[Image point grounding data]
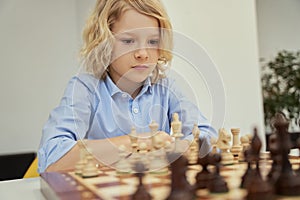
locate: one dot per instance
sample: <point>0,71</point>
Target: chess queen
<point>127,46</point>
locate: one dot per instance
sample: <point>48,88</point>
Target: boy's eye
<point>127,41</point>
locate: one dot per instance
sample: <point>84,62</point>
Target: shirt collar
<point>113,89</point>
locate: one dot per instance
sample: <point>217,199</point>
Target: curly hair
<point>98,38</point>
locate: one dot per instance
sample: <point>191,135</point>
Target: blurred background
<point>40,41</point>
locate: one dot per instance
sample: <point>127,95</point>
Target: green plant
<point>281,86</point>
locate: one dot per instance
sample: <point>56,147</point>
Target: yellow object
<point>32,170</point>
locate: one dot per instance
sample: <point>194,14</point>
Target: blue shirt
<point>96,109</point>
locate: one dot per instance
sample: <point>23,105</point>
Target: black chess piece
<point>287,183</point>
<point>298,146</point>
<point>203,177</point>
<point>141,192</point>
<point>246,178</point>
<point>258,189</point>
<point>274,152</point>
<point>180,187</point>
<point>217,183</point>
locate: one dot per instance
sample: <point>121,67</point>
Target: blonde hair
<point>98,38</point>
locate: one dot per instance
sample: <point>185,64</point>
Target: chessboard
<point>109,184</point>
<point>227,172</point>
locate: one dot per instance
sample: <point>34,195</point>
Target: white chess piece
<point>90,168</point>
<point>223,143</point>
<point>176,129</point>
<point>133,139</point>
<point>123,166</point>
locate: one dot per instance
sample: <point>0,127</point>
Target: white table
<point>25,189</point>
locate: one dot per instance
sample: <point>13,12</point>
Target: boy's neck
<point>132,88</point>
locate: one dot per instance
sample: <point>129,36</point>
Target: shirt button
<point>135,110</point>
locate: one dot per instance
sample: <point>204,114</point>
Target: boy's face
<point>135,51</point>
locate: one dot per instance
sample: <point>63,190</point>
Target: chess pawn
<point>193,153</point>
<point>176,129</point>
<point>143,151</point>
<point>213,142</point>
<point>82,158</point>
<point>176,126</point>
<point>158,164</point>
<point>236,147</point>
<point>194,146</point>
<point>133,139</point>
<point>90,169</point>
<point>168,146</point>
<point>245,145</point>
<point>223,143</point>
<point>123,166</point>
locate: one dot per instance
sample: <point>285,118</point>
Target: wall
<point>227,30</point>
<point>278,26</point>
<point>38,54</point>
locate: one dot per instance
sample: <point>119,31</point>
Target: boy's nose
<point>141,53</point>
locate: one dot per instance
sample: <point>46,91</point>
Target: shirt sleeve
<point>189,115</point>
<point>66,124</point>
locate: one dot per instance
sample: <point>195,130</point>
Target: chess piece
<point>194,146</point>
<point>223,143</point>
<point>204,176</point>
<point>287,183</point>
<point>217,183</point>
<point>245,145</point>
<point>82,158</point>
<point>133,139</point>
<point>176,129</point>
<point>213,142</point>
<point>143,151</point>
<point>236,147</point>
<point>158,164</point>
<point>90,168</point>
<point>257,187</point>
<point>123,166</point>
<point>274,151</point>
<point>246,178</point>
<point>141,192</point>
<point>180,187</point>
<point>298,146</point>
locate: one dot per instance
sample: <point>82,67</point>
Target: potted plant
<point>281,88</point>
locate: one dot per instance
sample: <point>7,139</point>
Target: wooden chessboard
<point>110,185</point>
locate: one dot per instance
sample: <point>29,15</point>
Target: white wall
<point>227,30</point>
<point>278,26</point>
<point>38,54</point>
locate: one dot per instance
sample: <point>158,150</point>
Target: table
<point>25,189</point>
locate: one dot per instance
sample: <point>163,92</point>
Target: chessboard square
<point>102,179</point>
<point>117,190</point>
<point>149,179</point>
<point>160,193</point>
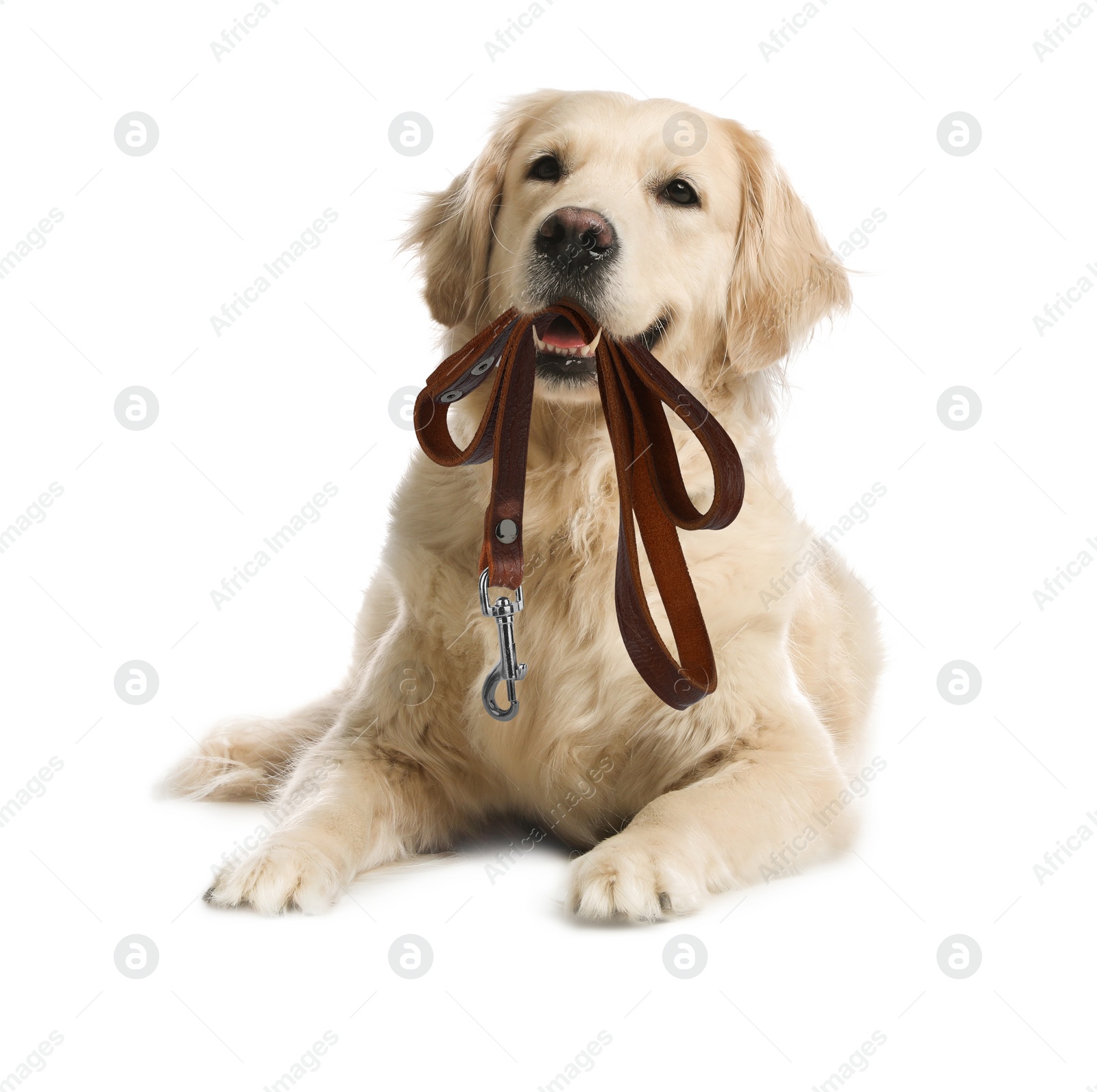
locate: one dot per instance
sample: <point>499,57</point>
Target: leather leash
<point>634,386</point>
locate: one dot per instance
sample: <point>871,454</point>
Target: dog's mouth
<point>565,358</point>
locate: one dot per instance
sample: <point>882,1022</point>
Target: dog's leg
<point>751,819</point>
<point>361,797</point>
<point>245,759</point>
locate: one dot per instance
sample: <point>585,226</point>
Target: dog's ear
<point>786,279</point>
<point>453,230</point>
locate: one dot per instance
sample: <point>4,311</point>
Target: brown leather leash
<point>634,387</point>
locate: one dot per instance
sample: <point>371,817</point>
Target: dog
<point>698,246</point>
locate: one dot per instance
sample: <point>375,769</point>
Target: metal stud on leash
<point>508,669</point>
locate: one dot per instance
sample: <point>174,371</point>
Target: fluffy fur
<point>667,805</point>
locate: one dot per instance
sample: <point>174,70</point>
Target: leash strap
<point>634,386</point>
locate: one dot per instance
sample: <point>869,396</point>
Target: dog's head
<point>666,224</point>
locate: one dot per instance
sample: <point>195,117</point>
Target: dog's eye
<point>546,169</point>
<point>680,193</point>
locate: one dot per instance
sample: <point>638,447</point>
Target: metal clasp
<point>508,669</point>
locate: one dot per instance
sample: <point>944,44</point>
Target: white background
<point>252,148</point>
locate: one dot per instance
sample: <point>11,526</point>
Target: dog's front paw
<point>282,874</point>
<point>632,875</point>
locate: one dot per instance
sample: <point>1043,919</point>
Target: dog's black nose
<point>575,237</point>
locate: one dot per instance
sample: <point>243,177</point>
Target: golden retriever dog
<point>703,250</point>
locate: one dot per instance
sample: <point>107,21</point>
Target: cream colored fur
<point>668,805</point>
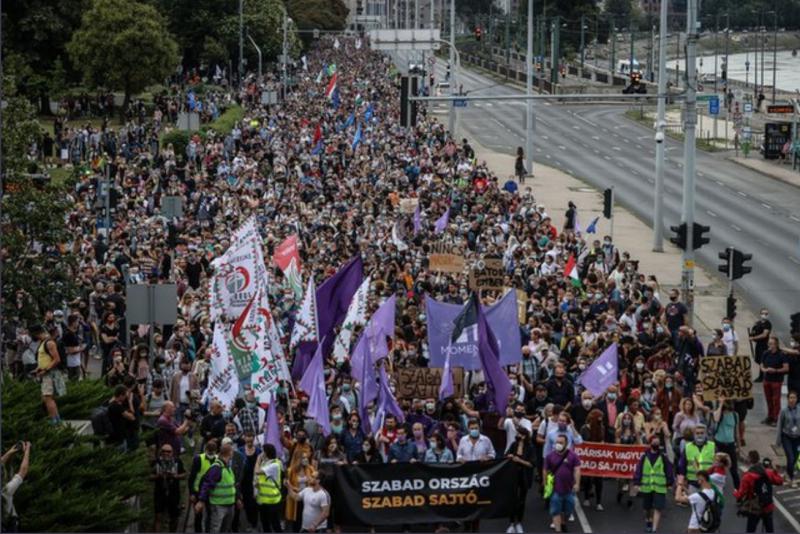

#### WHAT IS EXPECTED
Give the data again exactly as written, with all pictures left out.

#### WRITTEN RESPONSE
locate: one dot per instance
sample: <point>0,71</point>
Target: chess queen
<point>127,46</point>
locate: one dot per instance
sample: <point>48,88</point>
Target: boy's eye
<point>127,41</point>
locate: one dot per instance
sample: <point>84,62</point>
Target: shirt collar
<point>113,89</point>
locate: one dot per instance
sample: <point>217,199</point>
Target: curly hair
<point>98,38</point>
locate: one dot per instance
sample: <point>191,135</point>
Target: blurred background
<point>40,41</point>
locate: one dot per instance
sample: <point>127,95</point>
Target: green plant
<point>281,86</point>
locate: one dot per instance
sample: <point>56,147</point>
Target: yellow object
<point>32,170</point>
locate: one dot per instance
sample: <point>194,14</point>
Target: blue shirt
<point>96,109</point>
locate: one dot per instance
sample: <point>23,105</point>
Target: black chess piece
<point>287,183</point>
<point>298,146</point>
<point>203,177</point>
<point>141,192</point>
<point>246,178</point>
<point>258,189</point>
<point>274,152</point>
<point>180,187</point>
<point>217,183</point>
locate: one dot per instance
sample: <point>121,67</point>
Target: blonde hair
<point>98,38</point>
locate: one dot per instance
sample: <point>185,64</point>
Target: chessboard
<point>109,184</point>
<point>227,172</point>
locate: one dot per instance
sample: <point>34,195</point>
Target: white chess piece
<point>90,168</point>
<point>223,143</point>
<point>176,129</point>
<point>133,139</point>
<point>123,166</point>
locate: one dot per instance
sample: <point>0,127</point>
Target: white table
<point>25,189</point>
locate: one dot per instance
sample: <point>13,12</point>
Target: boy's neck
<point>132,88</point>
locate: one dot per instance
sample: <point>129,36</point>
Target: shirt button
<point>135,110</point>
locate: one dot per instance
sample: <point>204,114</point>
Target: boy's face
<point>135,51</point>
locate: one dot per instance
sample: <point>63,190</point>
Target: chess pawn
<point>193,153</point>
<point>176,129</point>
<point>143,151</point>
<point>213,142</point>
<point>82,158</point>
<point>176,126</point>
<point>158,164</point>
<point>236,147</point>
<point>194,146</point>
<point>133,139</point>
<point>90,169</point>
<point>168,146</point>
<point>245,145</point>
<point>223,143</point>
<point>123,166</point>
locate: one dot per instance
sample: <point>285,118</point>
Target: wall
<point>227,30</point>
<point>278,26</point>
<point>38,54</point>
locate: one dot per instance
sample: <point>119,31</point>
Target: boy's nose
<point>141,53</point>
locate: one dot per instance
sample: <point>46,91</point>
Target: shirt sleeve
<point>189,115</point>
<point>66,124</point>
locate: one dot per instance
sample: <point>195,130</point>
Target: chess piece
<point>194,146</point>
<point>223,143</point>
<point>204,176</point>
<point>287,183</point>
<point>217,183</point>
<point>245,145</point>
<point>82,158</point>
<point>133,139</point>
<point>176,129</point>
<point>213,142</point>
<point>143,151</point>
<point>236,147</point>
<point>158,164</point>
<point>90,168</point>
<point>257,187</point>
<point>123,166</point>
<point>274,151</point>
<point>246,178</point>
<point>141,192</point>
<point>180,187</point>
<point>298,146</point>
locate: one dot per instance
sample: <point>82,67</point>
Target: potted plant
<point>281,88</point>
locate: one dot per instance
sample: <point>7,139</point>
Target: wooden chessboard
<point>110,185</point>
locate: one dot per instance
sample: <point>29,15</point>
Target: white wall
<point>227,30</point>
<point>278,26</point>
<point>38,54</point>
locate: one dot per instance
sample: <point>158,150</point>
Target: table
<point>25,189</point>
locate: one dot per instance
sample: <point>163,92</point>
Target: chessboard square
<point>102,179</point>
<point>117,190</point>
<point>149,179</point>
<point>160,193</point>
locate: one dot per instance
sample: <point>499,57</point>
Target: leather leash
<point>634,386</point>
locate: one dot per instance
sample: <point>871,454</point>
Target: dog's mouth
<point>565,358</point>
locate: one dot per instance
sample: <point>882,1022</point>
Target: dog's leg
<point>751,819</point>
<point>361,797</point>
<point>245,759</point>
locate: one dot per instance
sample: <point>585,226</point>
Target: dog's ear
<point>786,279</point>
<point>453,230</point>
locate: one dot per instance
sample: <point>4,311</point>
Target: brown leather leash
<point>634,387</point>
locate: one dot per instance
sample: <point>371,817</point>
Target: dog
<point>698,246</point>
locate: one dot per instance
sample: <point>375,769</point>
Target: metal stud on leash
<point>508,669</point>
locate: one dot per instance
sample: <point>174,371</point>
Target: fluffy fur
<point>667,805</point>
locate: one dot per instance
sample: <point>174,70</point>
Target: leash strap
<point>634,386</point>
locate: one dot per instance
sample: <point>869,396</point>
Target: dog's head
<point>666,224</point>
locate: one dot per instance
sample: <point>195,117</point>
Target: dog's eye
<point>546,169</point>
<point>680,193</point>
locate: one dot per instance
sample: <point>638,447</point>
Target: metal clasp
<point>508,669</point>
locate: one dot per instance
sample: <point>944,44</point>
Target: white background
<point>252,148</point>
locate: one dot per instance
sample: <point>11,526</point>
Target: dog's front paw
<point>282,874</point>
<point>632,875</point>
locate: one dot per instance
sample: <point>1043,919</point>
Target: dog's black nose
<point>575,237</point>
locate: one dot per instance
sample: <point>243,177</point>
Target: golden retriever dog
<point>703,250</point>
locate: one dot per instance
sample: <point>107,21</point>
Target: cream colored fur
<point>668,805</point>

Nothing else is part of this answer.